◆ Instruction 1 ◆
In the post about household insects, why does the author say he wants to reveal the insects' plan? Answer in one to three sentences.
◆ Instruction 2 ◆
Type out the part of the post about household insects starting with "I’m talking about" and going on through "the food chain.".

◆ Selected text ◆

%%

Posted by: tomkennedy | September 2, 2008

We Should All Be Afraid

You’ll notice that today’s post is coming to you from none other than myself, Tom Kennedy, and not Rob.  I figured in Rob’s absence I’d attempt to take advantage of your loyalty and post a new article of my own.  Hope you enjoy.

 

            It has recently come to my attention, through no fault of my own, that there is a force on this planet that stands to overthrow humans as the dominant species.  No no, I’m not talking about lions, tigers, bears, or roller-skating monkeys.  There is a much more fiendish foe at hand.  An enemy that, relative to its size, is nearly invulnerable to pain or attack. 

 

I’m talking about insects; household insects. 

 

Before I go any further I want to define “household insects” as those that we deal with on a daily basis: spiders, bees, ants etc.  Their maniacal plan is twofold: psychological domination followed by unstoppable assault.  I hope to reveal this plan so that we may not stand idly by and forfeit our link atop the food chain.

%%

◆ Entries provided ◆

%%

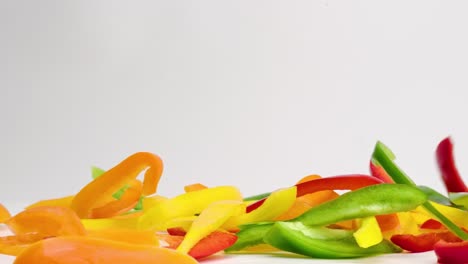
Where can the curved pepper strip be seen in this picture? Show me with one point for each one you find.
(342, 182)
(209, 245)
(127, 201)
(209, 221)
(186, 204)
(368, 233)
(320, 242)
(81, 249)
(276, 204)
(99, 192)
(385, 158)
(62, 201)
(47, 221)
(451, 253)
(446, 163)
(423, 242)
(128, 221)
(137, 237)
(4, 214)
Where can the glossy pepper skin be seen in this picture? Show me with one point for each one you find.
(341, 182)
(80, 250)
(385, 157)
(98, 193)
(451, 253)
(446, 162)
(320, 242)
(368, 201)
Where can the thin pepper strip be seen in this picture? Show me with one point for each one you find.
(368, 233)
(451, 253)
(209, 221)
(446, 163)
(186, 204)
(381, 154)
(47, 221)
(82, 249)
(127, 201)
(99, 192)
(4, 214)
(341, 182)
(279, 202)
(422, 242)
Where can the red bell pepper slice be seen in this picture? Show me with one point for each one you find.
(423, 242)
(445, 161)
(451, 253)
(209, 245)
(342, 182)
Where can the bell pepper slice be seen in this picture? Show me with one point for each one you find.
(279, 202)
(209, 221)
(368, 233)
(305, 202)
(82, 249)
(379, 172)
(186, 204)
(422, 242)
(459, 198)
(385, 158)
(129, 221)
(320, 242)
(127, 201)
(62, 201)
(4, 214)
(209, 245)
(451, 253)
(250, 235)
(194, 187)
(342, 182)
(368, 201)
(446, 163)
(137, 237)
(47, 221)
(99, 192)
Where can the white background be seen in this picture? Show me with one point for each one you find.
(255, 94)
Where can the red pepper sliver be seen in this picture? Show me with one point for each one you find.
(341, 182)
(424, 242)
(209, 245)
(451, 253)
(432, 224)
(445, 161)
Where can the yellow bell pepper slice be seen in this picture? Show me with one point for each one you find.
(63, 201)
(210, 220)
(275, 205)
(186, 204)
(98, 193)
(368, 233)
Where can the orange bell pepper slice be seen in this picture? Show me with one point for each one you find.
(47, 221)
(63, 201)
(194, 187)
(138, 237)
(81, 249)
(128, 201)
(98, 193)
(4, 214)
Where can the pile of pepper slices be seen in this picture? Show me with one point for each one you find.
(117, 218)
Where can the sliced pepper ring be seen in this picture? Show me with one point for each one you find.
(99, 192)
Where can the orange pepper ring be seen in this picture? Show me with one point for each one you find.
(99, 192)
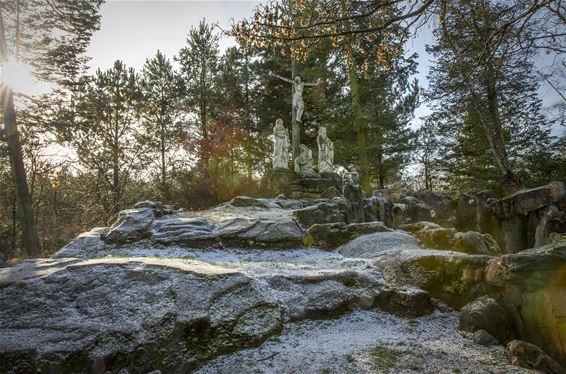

%%

◆ Correct output 1 ◆
He wants to reveal the plan so that people will not stand idly by and forfeit their link atop the food chain. He presents household insects as a force that could overthrow humans as the dominant species.

◆ Correct output 2 ◆
I’m talking about insects; household insects. 

 

Before I go any further I want to define “household insects” as those that we deal with on a daily basis: spiders, bees, ants etc.  Their maniacal plan is twofold: psychological domination followed by unstoppable assault.  I hope to reveal this plan so that we may not stand idly by and forfeit our link atop the food chain.